> [Given text]:
For example, given the  ongoing strife, animosity and violence between the Shia and
Sunnis, and the historic dominance by the minority Sunnis over the majority Shia
in Iraq, civil war, in the vacuum created by Saddam's overthrow, was axiomatic.
The U.S. should have seen it coming many miles away, and crafted a strategy to
extract our troops before they became targets in a crossfire that claimed the
majority of American lives in that country. We should be carefully looking at the
cultural factors at play in any country we seek to invade, and calculate in advance
the likely aftermath of our success or failure. This calculus should then drive our
strategy, tactics and extraction plan.
   Alliances are a huge factor in both success and failure in war. In Viet Nam, the
North's close alliances with Russia and China doomed the American effort from
the beginning. In Korea, Harry Truman's reluctance to fully engage a stubborn
Chinese enemy caused him to reign in Douglas MacArthur's strategy to win the
war, and caused America to settle for a hard-won, bittersweet draw. Today, the
Taliban alliance with powerful elements in neighboring Pakistan threaten American
success in Afghanistan. None of these alliances were great surprises, and should
have been factored into the war objectives in each of these cases and, perhaps,
even the decision regarding whether to fight at all.

> [Tasks to complete]:
[A] According to the passage on war, which two countries were the North's close allies in Viet Nam?
[B] Rewrite the stretch of the passage on war from "Alliances are a" through "fight at all.", renaming "Viet Nam" as "Vietnam".
The data that follows has nothing to do with this passage on war.

> [Data shown]:
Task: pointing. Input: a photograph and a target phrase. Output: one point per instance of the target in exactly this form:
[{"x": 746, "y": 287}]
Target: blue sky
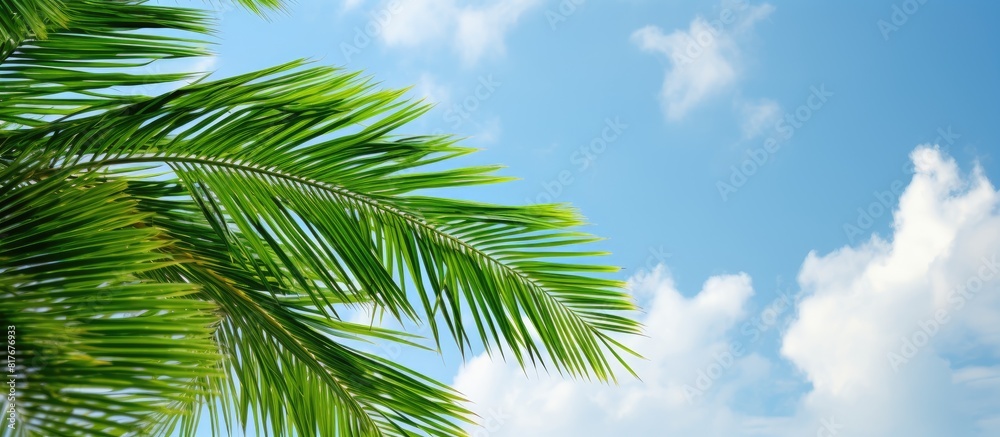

> [Results for each task]:
[A] Russia and China.

[B]
Alliances are a huge factor in both success and failure in war. In Vietnam, the
North's close alliances with Russia and China doomed the American effort from
the beginning. In Korea, Harry Truman's reluctance to fully engage a stubborn
Chinese enemy caused him to reign in Douglas MacArthur's strategy to win the
war, and caused America to settle for a hard-won, bittersweet draw. Today, the
Taliban alliance with powerful elements in neighboring Pakistan threaten American
success in Afghanistan. None of these alliances were great surprises, and should
have been factored into the war objectives in each of these cases and, perhaps,
even the decision regarding whether to fight at all.